(Short problem) Present every line of all the rows below as a numbered list, leaving out any blank lines.

Coordinate annotation rows
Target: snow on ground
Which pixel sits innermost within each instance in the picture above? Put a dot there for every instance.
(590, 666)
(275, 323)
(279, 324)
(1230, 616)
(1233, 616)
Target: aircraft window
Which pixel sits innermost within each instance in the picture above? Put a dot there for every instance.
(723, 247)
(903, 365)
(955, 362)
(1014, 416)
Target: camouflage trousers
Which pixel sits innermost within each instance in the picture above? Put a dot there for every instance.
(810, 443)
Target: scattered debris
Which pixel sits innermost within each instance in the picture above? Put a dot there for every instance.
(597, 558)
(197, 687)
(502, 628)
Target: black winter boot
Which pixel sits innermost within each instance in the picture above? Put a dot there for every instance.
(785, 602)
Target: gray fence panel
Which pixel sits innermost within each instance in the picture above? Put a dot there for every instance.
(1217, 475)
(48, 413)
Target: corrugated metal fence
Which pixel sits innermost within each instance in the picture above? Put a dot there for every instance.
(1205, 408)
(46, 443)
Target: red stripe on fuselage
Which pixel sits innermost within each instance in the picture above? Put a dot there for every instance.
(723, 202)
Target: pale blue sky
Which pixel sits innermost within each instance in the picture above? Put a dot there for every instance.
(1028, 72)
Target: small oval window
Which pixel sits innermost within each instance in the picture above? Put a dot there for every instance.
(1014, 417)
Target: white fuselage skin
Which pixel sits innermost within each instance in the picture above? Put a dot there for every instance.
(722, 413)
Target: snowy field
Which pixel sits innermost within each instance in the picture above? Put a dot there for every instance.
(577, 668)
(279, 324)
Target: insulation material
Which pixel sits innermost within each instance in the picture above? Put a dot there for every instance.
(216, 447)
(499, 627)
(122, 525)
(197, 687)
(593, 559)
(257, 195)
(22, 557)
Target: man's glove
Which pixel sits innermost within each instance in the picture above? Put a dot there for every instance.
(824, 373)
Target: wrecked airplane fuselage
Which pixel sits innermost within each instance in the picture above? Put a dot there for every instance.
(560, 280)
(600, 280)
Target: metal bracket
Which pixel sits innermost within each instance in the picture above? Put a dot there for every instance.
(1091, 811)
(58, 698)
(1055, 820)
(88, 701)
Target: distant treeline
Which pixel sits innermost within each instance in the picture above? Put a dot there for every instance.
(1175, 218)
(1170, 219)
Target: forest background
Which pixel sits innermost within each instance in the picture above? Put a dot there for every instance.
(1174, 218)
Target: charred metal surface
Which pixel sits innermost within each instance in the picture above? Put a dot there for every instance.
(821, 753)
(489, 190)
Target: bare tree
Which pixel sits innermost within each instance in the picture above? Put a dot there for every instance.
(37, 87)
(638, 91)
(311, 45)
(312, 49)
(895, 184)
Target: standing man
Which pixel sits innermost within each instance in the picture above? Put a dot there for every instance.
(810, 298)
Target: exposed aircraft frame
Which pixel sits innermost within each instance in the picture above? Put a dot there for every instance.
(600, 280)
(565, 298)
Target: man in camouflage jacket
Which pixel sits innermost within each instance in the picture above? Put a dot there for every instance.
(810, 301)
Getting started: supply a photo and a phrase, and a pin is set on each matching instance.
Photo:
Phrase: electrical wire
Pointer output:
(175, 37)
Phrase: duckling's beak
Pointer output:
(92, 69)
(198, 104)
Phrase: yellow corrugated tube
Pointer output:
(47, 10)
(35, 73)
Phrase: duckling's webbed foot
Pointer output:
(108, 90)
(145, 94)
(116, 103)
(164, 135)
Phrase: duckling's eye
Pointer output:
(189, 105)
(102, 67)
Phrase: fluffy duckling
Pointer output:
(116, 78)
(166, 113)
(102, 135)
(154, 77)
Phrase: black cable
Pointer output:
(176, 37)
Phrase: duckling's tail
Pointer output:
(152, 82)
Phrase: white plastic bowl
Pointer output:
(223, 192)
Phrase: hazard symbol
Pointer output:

(Response to the task)
1. Target: snow on ground
2. Which pixel sits innermost within each instance in the picture above? Put a dot there for every instance.
3. (590, 666)
4. (275, 323)
5. (279, 324)
6. (1230, 616)
7. (1233, 616)
8. Target: aircraft window
9. Which pixel sits innermost within each instance in the picture above? Put a dot there for every instance.
10. (723, 247)
11. (903, 365)
12. (955, 362)
13. (1014, 416)
14. Target: camouflage trousers
15. Which pixel sits innermost within each instance in the picture above? Put a dot there for every instance.
16. (810, 443)
17. Target: scattered debris
18. Which pixel sits innermost within each instance in the picture above? Put a dot there for every instance.
19. (597, 558)
20. (197, 687)
21. (502, 628)
22. Target: black winter boot
23. Which pixel sits innermost within each instance in the picture above? Put a dot there for every instance.
24. (785, 602)
25. Target: gray fence panel
26. Which pixel sits innermost within each instance in the picture above? Put a dot there for every instance.
27. (1217, 475)
28. (48, 413)
29. Target: corrugated metal fence
30. Which pixel sits innermost within each instance in the picture above? Put a dot there for every instance.
31. (1205, 408)
32. (46, 443)
33. Target: red stripe on fuselage
34. Which pixel sits innermost within each instance in the picture above? Put a dot there for every instance.
35. (723, 202)
36. Target: pale blue sky
37. Which pixel sits innermost within each instance in the picture above? Put a dot there for every instance.
38. (1028, 72)
39. Target: small oval window
40. Which pixel sits innermost within each instance in the picture above? Put a dot there for every instance.
41. (1014, 417)
42. Target: white fuselage skin
43. Which pixel sits innermost within each instance in the picture above? Put a dot there for every instance.
44. (722, 413)
45. Target: snowy field
46. Which pixel sits innermost within each instance in the picture above? Put a dot there for every instance.
47. (577, 668)
48. (279, 324)
49. Target: insulation material
50. Which pixel sits innermost within each instance in the picture above? Put a dot there for every instance.
51. (216, 447)
52. (499, 627)
53. (122, 525)
54. (197, 687)
55. (593, 559)
56. (257, 195)
57. (22, 557)
58. Target: man's glove
59. Which pixel sits innermost within each instance in the picture above? Put a dot there for every instance.
60. (824, 373)
61. Target: wrecked airplane fuselage
62. Which pixel sits innermost within each instance in the picture above? Put a dot there for every instance.
63. (560, 280)
64. (600, 280)
65. Target: metal bracket
66. Which pixel sits innermost within each instance in the picture above? Put a dot there for every instance.
67. (1091, 811)
68. (58, 698)
69. (1055, 820)
70. (88, 701)
71. Target: distant treeline
72. Which pixel sits innermost within each instance in the picture above? Put a dot there for every instance.
73. (1175, 218)
74. (1170, 219)
75. Target: forest background
76. Which pixel sits innermost within each instance in the picture above? Put a dot there for every instance.
77. (1174, 218)
78. Target: charred metal surface
79. Which pixel sits innermost within each instance in the picture above? Put a dot there for every instance.
80. (821, 753)
81. (489, 190)
82. Target: bare tree
83. Which pixel sits innermost within each instance in the picture above? Put a dot there for every instance.
84. (37, 87)
85. (638, 91)
86. (311, 45)
87. (312, 49)
88. (895, 184)
89. Target: standing man
90. Which pixel sits innermost within each instance in the picture above? Put a dot there for every instance.
91. (810, 298)
92. Target: exposed aircraft frame
93. Which pixel sits innermost within each instance in the picture above? Put a dot there for every instance.
94. (600, 280)
95. (565, 298)
96. Target: man in camouflage jacket
97. Which pixel sits innermost within each instance in the picture above? Put a dot there for every instance.
98. (810, 301)
99. Getting started: supply a photo and a phrase, and a pin is set on each matching instance.
100. Photo:
101. Phrase: electrical wire
102. Pointer output:
103. (175, 37)
104. Phrase: duckling's beak
105. Pointer output:
106. (92, 69)
107. (198, 104)
108. Phrase: yellow corrugated tube
109. Pointer output:
110. (47, 10)
111. (35, 73)
112. Phrase: duckling's webbed foot
113. Pointer output:
114. (108, 90)
115. (145, 94)
116. (116, 103)
117. (164, 135)
118. Phrase: duckling's eye
119. Pointer output:
120. (189, 105)
121. (102, 67)
122. Phrase: fluffy duckling
123. Pointer output:
124. (116, 78)
125. (166, 113)
126. (102, 135)
127. (154, 77)
128. Phrase: black cable
129. Pointer output:
130. (176, 37)
131. Phrase: duckling's tail
132. Pointer output:
133. (152, 82)
134. Phrase: white plastic bowl
135. Pointer output:
136. (223, 192)
137. Phrase: hazard symbol
138. Pointer output:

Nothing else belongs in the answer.